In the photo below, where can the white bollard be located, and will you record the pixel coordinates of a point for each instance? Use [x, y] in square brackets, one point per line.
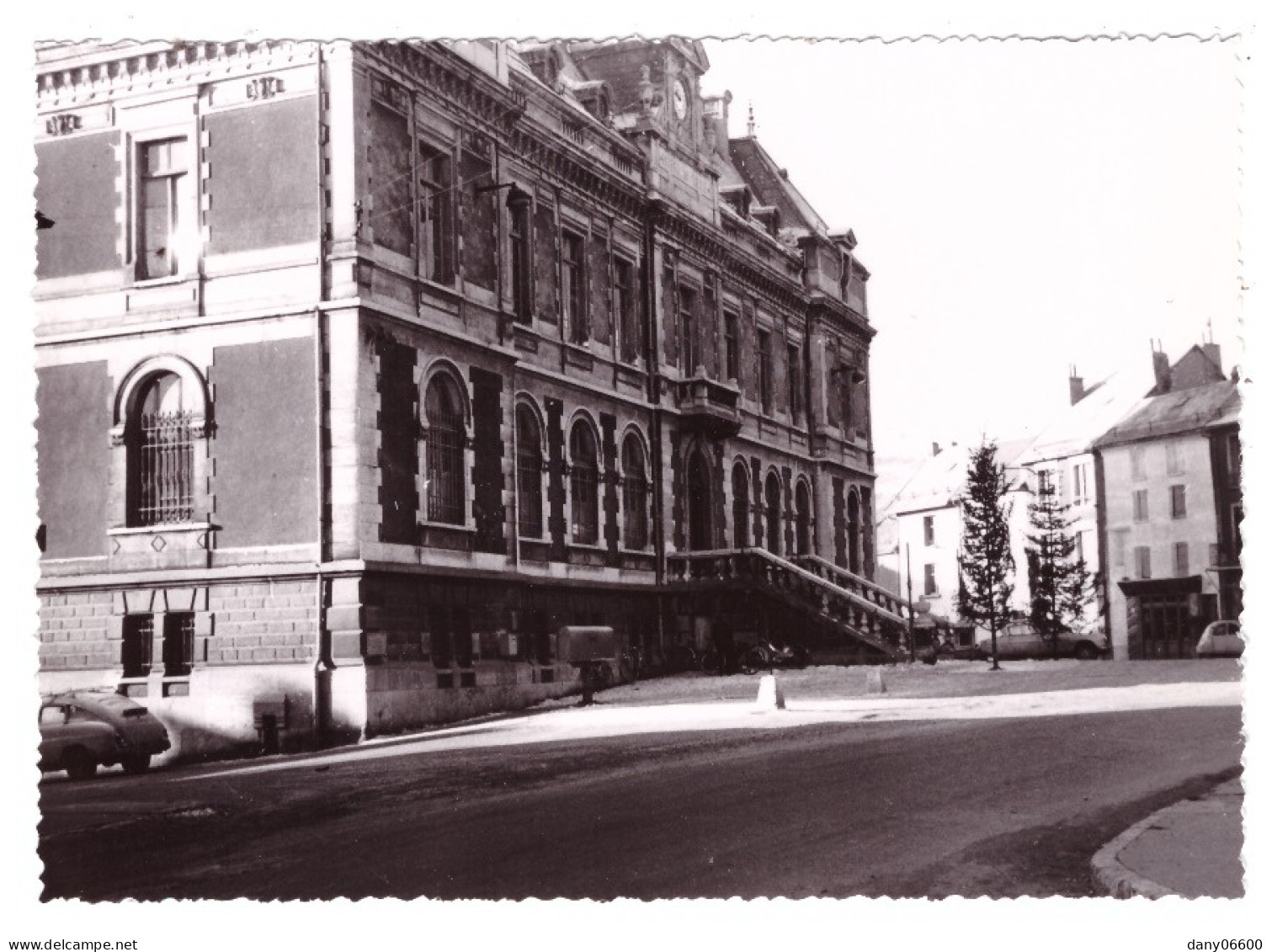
[874, 682]
[769, 697]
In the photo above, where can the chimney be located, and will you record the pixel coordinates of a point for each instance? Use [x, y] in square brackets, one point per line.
[1211, 350]
[1160, 373]
[1075, 386]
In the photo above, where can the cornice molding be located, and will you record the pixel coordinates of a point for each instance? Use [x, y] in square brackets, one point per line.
[142, 69]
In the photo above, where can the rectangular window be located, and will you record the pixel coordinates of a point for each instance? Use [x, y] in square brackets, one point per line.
[766, 373]
[1137, 463]
[178, 643]
[625, 309]
[162, 167]
[1142, 562]
[1120, 548]
[794, 381]
[845, 394]
[689, 301]
[437, 216]
[1178, 503]
[137, 645]
[1082, 487]
[732, 354]
[1142, 505]
[1174, 460]
[520, 251]
[572, 293]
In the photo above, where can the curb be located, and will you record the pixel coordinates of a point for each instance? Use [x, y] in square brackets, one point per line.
[1120, 881]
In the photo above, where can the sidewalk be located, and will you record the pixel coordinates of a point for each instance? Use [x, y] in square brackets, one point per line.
[1191, 849]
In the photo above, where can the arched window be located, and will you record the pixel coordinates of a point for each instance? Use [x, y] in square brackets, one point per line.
[444, 450]
[162, 454]
[530, 474]
[741, 508]
[774, 513]
[854, 534]
[635, 495]
[583, 485]
[803, 519]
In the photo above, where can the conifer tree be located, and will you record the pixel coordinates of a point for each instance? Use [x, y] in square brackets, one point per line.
[1058, 583]
[985, 561]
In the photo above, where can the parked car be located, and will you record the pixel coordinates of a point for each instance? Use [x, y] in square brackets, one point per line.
[1221, 640]
[1020, 640]
[82, 730]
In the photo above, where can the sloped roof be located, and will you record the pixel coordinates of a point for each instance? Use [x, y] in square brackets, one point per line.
[1179, 412]
[767, 179]
[1082, 423]
[939, 481]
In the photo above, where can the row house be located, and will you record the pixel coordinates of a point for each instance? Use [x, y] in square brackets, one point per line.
[1170, 488]
[1152, 485]
[365, 366]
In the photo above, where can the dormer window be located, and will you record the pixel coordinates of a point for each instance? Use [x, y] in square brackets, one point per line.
[738, 199]
[769, 216]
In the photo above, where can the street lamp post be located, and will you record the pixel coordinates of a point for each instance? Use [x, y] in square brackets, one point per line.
[910, 603]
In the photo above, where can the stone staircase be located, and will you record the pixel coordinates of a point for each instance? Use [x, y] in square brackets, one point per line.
[860, 610]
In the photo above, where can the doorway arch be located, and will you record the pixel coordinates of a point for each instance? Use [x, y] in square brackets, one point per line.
[854, 533]
[699, 485]
[774, 513]
[803, 519]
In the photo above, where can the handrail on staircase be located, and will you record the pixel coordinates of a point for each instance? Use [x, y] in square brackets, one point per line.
[871, 607]
[855, 578]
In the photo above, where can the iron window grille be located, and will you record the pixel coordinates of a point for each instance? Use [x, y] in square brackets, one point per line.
[164, 468]
[178, 643]
[137, 645]
[635, 496]
[444, 454]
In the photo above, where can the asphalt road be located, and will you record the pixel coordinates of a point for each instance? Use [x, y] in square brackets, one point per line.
[1000, 807]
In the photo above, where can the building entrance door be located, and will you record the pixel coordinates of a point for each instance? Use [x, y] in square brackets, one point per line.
[701, 535]
[1167, 625]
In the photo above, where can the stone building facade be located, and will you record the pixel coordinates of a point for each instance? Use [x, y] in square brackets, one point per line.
[365, 366]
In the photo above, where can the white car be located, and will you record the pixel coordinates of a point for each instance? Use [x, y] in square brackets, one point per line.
[1221, 640]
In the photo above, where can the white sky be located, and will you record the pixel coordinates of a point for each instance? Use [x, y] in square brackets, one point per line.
[995, 189]
[1022, 206]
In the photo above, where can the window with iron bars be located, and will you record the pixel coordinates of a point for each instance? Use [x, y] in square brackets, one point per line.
[635, 496]
[178, 643]
[136, 646]
[163, 456]
[583, 485]
[444, 453]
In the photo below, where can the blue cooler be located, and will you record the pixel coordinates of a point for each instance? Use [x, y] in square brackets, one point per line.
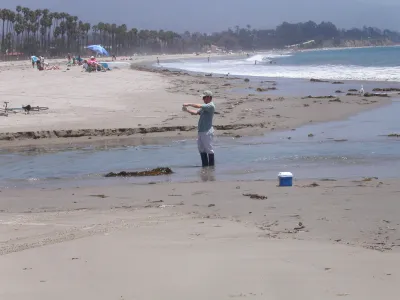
[285, 179]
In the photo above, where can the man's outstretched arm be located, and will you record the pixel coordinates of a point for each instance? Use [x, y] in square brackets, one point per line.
[191, 111]
[195, 105]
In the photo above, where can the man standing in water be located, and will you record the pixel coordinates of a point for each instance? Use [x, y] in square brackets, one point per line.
[205, 127]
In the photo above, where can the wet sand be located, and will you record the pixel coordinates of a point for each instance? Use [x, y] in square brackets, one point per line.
[324, 239]
[143, 104]
[214, 240]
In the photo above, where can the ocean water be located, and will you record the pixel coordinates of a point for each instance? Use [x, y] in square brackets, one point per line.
[355, 147]
[361, 64]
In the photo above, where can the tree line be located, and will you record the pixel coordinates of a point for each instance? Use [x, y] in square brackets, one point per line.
[42, 32]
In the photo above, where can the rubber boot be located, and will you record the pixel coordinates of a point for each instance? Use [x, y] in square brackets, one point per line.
[211, 159]
[204, 159]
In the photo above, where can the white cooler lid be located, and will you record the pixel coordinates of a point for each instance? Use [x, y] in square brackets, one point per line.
[285, 174]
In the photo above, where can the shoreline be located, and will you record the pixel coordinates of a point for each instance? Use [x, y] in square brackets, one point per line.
[239, 114]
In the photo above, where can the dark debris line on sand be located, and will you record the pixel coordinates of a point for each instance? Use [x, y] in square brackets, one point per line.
[153, 172]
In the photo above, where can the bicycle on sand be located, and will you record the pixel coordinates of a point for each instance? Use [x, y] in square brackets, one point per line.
[26, 109]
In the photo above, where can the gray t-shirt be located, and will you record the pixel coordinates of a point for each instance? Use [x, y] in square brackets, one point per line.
[206, 113]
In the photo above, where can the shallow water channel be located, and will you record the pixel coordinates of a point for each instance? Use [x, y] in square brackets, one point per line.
[355, 147]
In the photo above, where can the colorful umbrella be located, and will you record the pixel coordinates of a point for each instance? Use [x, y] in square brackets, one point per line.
[99, 49]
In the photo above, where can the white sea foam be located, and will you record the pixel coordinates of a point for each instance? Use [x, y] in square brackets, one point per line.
[246, 67]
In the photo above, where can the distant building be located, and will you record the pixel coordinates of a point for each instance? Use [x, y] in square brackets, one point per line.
[213, 49]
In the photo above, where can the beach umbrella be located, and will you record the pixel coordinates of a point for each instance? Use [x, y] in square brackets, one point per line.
[99, 49]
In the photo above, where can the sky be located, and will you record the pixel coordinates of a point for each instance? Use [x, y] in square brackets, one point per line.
[214, 15]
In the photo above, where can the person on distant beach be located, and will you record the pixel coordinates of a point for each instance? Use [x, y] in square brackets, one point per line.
[205, 127]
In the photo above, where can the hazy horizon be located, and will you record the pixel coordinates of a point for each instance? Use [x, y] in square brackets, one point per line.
[209, 16]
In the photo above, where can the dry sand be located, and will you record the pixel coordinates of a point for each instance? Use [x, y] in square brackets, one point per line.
[148, 104]
[207, 240]
[199, 240]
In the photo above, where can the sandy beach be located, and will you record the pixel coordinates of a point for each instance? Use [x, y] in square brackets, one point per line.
[142, 104]
[320, 239]
[323, 239]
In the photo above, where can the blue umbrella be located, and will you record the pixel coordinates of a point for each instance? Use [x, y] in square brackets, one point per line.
[99, 49]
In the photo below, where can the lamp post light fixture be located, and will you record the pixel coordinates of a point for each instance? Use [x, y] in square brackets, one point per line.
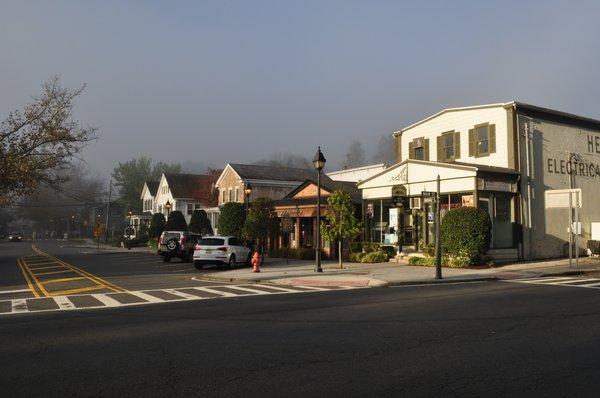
[247, 192]
[319, 163]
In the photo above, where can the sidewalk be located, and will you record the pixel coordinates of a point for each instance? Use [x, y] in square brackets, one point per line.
[299, 272]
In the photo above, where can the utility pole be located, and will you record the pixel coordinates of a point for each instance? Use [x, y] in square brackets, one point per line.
[108, 210]
[438, 240]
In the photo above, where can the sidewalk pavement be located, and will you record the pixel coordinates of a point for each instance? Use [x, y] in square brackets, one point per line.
[299, 272]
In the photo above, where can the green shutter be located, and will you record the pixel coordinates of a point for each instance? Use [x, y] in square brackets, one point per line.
[472, 143]
[492, 137]
[457, 145]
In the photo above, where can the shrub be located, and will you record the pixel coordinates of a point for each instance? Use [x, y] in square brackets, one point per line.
[466, 232]
[356, 257]
[355, 247]
[369, 247]
[375, 257]
[389, 250]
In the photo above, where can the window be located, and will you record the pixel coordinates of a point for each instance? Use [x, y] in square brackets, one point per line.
[482, 140]
[448, 146]
[418, 149]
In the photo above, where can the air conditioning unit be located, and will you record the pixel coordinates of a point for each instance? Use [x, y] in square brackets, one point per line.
[415, 203]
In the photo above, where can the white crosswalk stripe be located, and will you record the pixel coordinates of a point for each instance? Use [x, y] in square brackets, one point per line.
[569, 281]
[132, 298]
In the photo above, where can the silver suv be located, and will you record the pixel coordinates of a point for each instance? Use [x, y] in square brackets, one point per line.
[177, 244]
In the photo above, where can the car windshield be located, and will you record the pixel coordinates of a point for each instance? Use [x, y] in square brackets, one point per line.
[211, 242]
[170, 235]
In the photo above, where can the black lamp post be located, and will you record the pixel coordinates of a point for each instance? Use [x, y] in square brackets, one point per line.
[247, 192]
[319, 163]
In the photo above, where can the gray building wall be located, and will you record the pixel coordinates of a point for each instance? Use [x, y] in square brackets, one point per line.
[550, 145]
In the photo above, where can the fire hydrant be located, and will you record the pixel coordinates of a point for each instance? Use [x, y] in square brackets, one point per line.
[256, 262]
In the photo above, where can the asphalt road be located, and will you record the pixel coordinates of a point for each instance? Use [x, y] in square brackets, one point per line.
[475, 339]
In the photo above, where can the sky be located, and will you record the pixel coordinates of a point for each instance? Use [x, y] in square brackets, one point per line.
[212, 82]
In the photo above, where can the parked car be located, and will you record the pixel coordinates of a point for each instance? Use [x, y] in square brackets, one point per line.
[221, 250]
[15, 237]
[177, 244]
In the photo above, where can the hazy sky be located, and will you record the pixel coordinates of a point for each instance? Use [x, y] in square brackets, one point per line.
[234, 81]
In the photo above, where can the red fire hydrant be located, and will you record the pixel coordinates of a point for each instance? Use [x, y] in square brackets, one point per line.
[256, 262]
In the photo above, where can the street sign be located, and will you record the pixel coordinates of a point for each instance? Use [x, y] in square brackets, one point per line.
[562, 198]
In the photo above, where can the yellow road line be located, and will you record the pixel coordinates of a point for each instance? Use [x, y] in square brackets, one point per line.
[80, 290]
[63, 271]
[75, 278]
[29, 284]
[46, 267]
[37, 281]
[94, 278]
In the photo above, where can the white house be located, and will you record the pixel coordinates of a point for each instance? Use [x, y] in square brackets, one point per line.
[499, 157]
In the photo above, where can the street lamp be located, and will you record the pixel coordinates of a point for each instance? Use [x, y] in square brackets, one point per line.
[247, 192]
[319, 163]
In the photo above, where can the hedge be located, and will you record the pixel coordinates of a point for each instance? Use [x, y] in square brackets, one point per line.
[466, 233]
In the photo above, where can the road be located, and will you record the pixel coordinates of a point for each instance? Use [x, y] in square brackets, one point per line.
[470, 339]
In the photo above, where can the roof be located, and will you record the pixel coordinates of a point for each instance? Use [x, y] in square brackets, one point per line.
[260, 172]
[153, 187]
[199, 187]
[522, 108]
[328, 185]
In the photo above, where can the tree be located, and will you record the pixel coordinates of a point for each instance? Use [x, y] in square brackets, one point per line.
[385, 151]
[37, 143]
[341, 221]
[157, 225]
[231, 219]
[262, 222]
[176, 222]
[130, 177]
[200, 223]
[355, 156]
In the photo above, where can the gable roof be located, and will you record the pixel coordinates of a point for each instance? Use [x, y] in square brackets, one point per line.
[327, 184]
[199, 187]
[259, 172]
[153, 187]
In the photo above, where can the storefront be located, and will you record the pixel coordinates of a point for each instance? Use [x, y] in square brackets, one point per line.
[410, 219]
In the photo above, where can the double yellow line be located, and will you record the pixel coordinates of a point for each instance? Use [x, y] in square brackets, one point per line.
[38, 287]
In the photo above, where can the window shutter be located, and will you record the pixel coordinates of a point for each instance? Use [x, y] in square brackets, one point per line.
[440, 146]
[492, 137]
[457, 145]
[472, 143]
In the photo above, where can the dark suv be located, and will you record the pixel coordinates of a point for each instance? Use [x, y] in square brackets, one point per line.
[177, 244]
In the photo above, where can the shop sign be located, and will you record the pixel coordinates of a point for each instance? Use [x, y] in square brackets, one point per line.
[468, 201]
[402, 175]
[489, 185]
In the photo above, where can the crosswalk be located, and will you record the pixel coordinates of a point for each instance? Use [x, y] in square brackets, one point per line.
[144, 297]
[569, 281]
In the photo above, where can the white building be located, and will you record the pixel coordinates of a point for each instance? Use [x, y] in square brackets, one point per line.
[498, 157]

Direction: Quote, without alteration, the final stretch of the entries: the line with "In the photo above, where can the shop" onward to the last line.

Result:
In the photo above, where can the shop sign be located, and will you record the pixel coordinates of a point for each instance? Use [x, y] in square brackets, one point per line.
[468, 201]
[402, 175]
[489, 185]
In the photo above, where can the crosswalk be located, and will you record the pixel coordinates of a point for each instance? Use [x, y] in square brackets, one point per line.
[144, 297]
[569, 281]
In the photo above, where can the white building be located, and will you record the pixel coordinates of a point for each instance? Use [x, y] in square brackets, one point per line.
[498, 157]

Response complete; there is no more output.